* Records for the task *

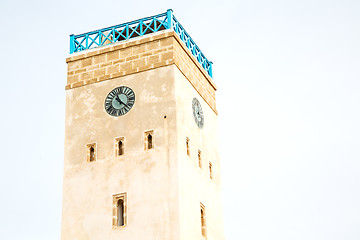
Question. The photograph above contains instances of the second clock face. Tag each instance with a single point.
(119, 101)
(198, 113)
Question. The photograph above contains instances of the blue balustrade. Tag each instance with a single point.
(138, 28)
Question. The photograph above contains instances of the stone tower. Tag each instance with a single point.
(141, 144)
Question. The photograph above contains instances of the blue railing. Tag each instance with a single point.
(138, 28)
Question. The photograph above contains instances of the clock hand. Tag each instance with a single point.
(121, 102)
(118, 99)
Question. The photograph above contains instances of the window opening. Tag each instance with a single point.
(149, 141)
(199, 158)
(91, 155)
(119, 146)
(203, 220)
(119, 210)
(188, 147)
(120, 207)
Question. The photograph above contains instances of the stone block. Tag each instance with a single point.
(86, 62)
(99, 72)
(86, 75)
(74, 65)
(166, 42)
(113, 55)
(112, 69)
(139, 49)
(100, 59)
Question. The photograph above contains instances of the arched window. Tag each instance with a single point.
(120, 210)
(203, 220)
(91, 154)
(149, 140)
(188, 146)
(121, 147)
(199, 159)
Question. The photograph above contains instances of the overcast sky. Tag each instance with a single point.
(288, 100)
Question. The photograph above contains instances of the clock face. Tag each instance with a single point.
(119, 101)
(198, 113)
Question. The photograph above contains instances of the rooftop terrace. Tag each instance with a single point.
(135, 29)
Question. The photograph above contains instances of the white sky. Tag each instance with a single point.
(288, 100)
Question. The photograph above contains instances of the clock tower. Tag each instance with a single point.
(141, 144)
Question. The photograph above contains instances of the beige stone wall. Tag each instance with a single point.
(164, 187)
(137, 55)
(195, 185)
(149, 178)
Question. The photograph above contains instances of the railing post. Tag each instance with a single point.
(72, 43)
(169, 18)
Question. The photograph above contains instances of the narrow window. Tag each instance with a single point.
(188, 147)
(203, 220)
(149, 142)
(91, 152)
(120, 216)
(119, 146)
(199, 158)
(119, 210)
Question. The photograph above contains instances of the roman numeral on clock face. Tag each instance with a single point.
(115, 102)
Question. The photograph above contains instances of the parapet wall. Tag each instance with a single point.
(137, 55)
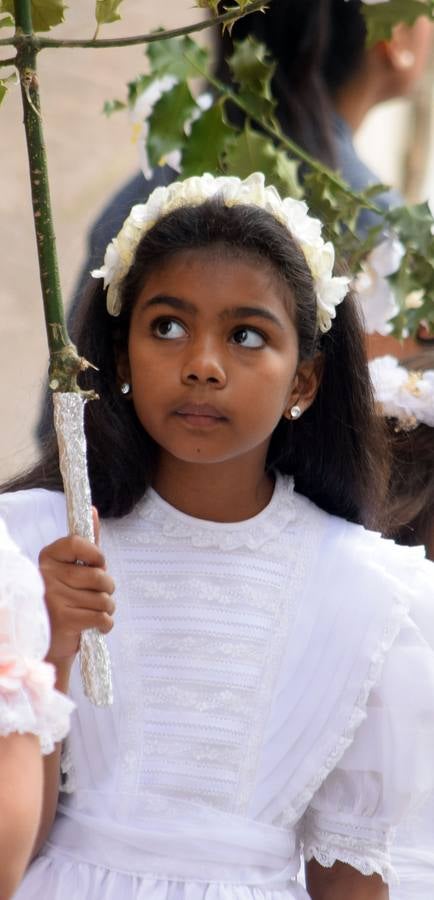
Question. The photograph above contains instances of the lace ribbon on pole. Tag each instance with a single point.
(68, 420)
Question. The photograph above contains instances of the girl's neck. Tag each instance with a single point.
(218, 493)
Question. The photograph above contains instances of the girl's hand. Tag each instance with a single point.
(77, 596)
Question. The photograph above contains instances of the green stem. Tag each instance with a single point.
(276, 134)
(224, 19)
(64, 361)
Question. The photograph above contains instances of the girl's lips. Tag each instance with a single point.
(200, 410)
(200, 414)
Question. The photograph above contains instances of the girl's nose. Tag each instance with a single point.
(204, 366)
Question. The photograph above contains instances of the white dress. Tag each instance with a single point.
(28, 701)
(273, 694)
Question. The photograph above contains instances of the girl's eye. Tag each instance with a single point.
(168, 329)
(248, 337)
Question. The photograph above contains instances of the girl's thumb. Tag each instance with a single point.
(95, 519)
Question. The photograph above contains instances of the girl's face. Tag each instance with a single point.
(213, 358)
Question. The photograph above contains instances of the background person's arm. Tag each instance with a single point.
(21, 778)
(342, 882)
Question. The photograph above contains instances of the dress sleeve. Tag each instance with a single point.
(28, 700)
(388, 769)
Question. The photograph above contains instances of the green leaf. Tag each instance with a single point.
(252, 152)
(253, 71)
(45, 13)
(381, 18)
(170, 57)
(107, 11)
(167, 123)
(207, 143)
(111, 106)
(413, 225)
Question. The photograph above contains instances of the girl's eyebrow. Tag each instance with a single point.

* Work to be completed *
Each line of the data should be quoted exactly, with pictures left out.

* Solution to this problem *
Question. The photograph above contains instances of the second clock face. Tag each instance with a single point.
(119, 101)
(198, 113)
Question. The photograph above contains instances of the blue balustrade. Tag each instance with a single point.
(138, 28)
Question. The photograph above contains instances of the stone tower. Tag each instance with a single point.
(141, 144)
Question. The photograph above contains instances of the blue railing. Tag each instance with a single point.
(138, 28)
Question. The photograph above contains instances of the clock hand. Tag each instance with a single point.
(121, 102)
(118, 99)
Question. The photograph above contains instances of the window opening. Tag each instance with a single point.
(149, 141)
(199, 158)
(91, 155)
(119, 146)
(203, 220)
(119, 210)
(188, 147)
(120, 207)
Question. The photograph above contains instances of the stone block. Tag each instance with a single point.
(86, 62)
(99, 72)
(86, 75)
(74, 65)
(166, 42)
(113, 55)
(112, 69)
(139, 49)
(100, 59)
Question. The photograph above contains instances of the arched window. Tag each instance with a single point.
(120, 210)
(203, 220)
(91, 154)
(149, 140)
(188, 146)
(121, 147)
(199, 159)
Question. The photograph above contains instances of the overcast sky. Tag each instance with a single point.
(288, 100)
Question. The photograph above contains instances of the clock face. Tag each instance with a single point.
(119, 101)
(198, 113)
Question. The photograph above contains instances of the rooftop terrace. Tag each instance with a single point.
(135, 29)
Question. The photograph above contains instances of the white sky. Tag each instance with a single point.
(288, 100)
Question. The photograph above contains instances of the clock tower. Tag each instance with a single point.
(141, 144)
Question. The photograph above contains instances of the beige stone wall. Tag each instance with a single point.
(164, 187)
(137, 55)
(195, 185)
(149, 178)
Question. The photograph above contains instances of the railing post. Tag each instance with a single point.
(72, 43)
(169, 18)
Question. The photograph above contains instances of the narrow window. Tag each instance with a single point.
(188, 147)
(203, 220)
(149, 142)
(91, 152)
(120, 216)
(119, 146)
(199, 158)
(119, 210)
Question. The photograph above contains instances of the roman numeral on clock face. Tag each instance with a single point.
(115, 102)
Question. The photograph above contains instances of the parapet wall. Tag each instance with a single point.
(137, 55)
Question. The photograph above contains instances of the lace ribbon on pole. Tag each instance with a single point.
(68, 420)
Question. The photograph above contains instances of the girl's neck. Tag each instance with a single point.
(218, 493)
Question. The photograph above contains instances of the girl's hand. Tag each instance with a single point.
(77, 596)
Question. The photograph above contains instances of the green stem. Tag each instance with a single point.
(276, 134)
(224, 19)
(64, 361)
Question. The photograph above contains instances of the girl's lips. Tag each instance with a single point.
(200, 410)
(200, 414)
Question. The photograph above contains instances of the girl's nose. Tag each instance with a single point.
(204, 366)
Question. The photograph above contains instances of the white dress. Tag each instance with a single point.
(28, 701)
(273, 694)
Question. The photograph above contains instances of the girl's eye. Tag each instance with a single point.
(168, 329)
(248, 337)
Question. The photograph above contains instances of the girl's thumb. Tag each instance with a single point.
(95, 519)
Question. The photograph above contains instances of the girl's face. Tag each instance with a single point.
(213, 358)
Question. The photograph above contains instances of the background person's arm. Tag each instance with a single point.
(21, 778)
(342, 882)
Question. The photograph above contains instances of the dress sleeve. Tag each instance with a single point.
(28, 700)
(388, 769)
Question. The photograph above contains instances of the green leaf. Tag each instance with a single point.
(252, 152)
(253, 71)
(45, 13)
(381, 18)
(170, 57)
(107, 11)
(167, 123)
(207, 143)
(111, 106)
(413, 225)
Question. The photograph above contains instances of the girl's eyebrow. Tag each instance with a single point.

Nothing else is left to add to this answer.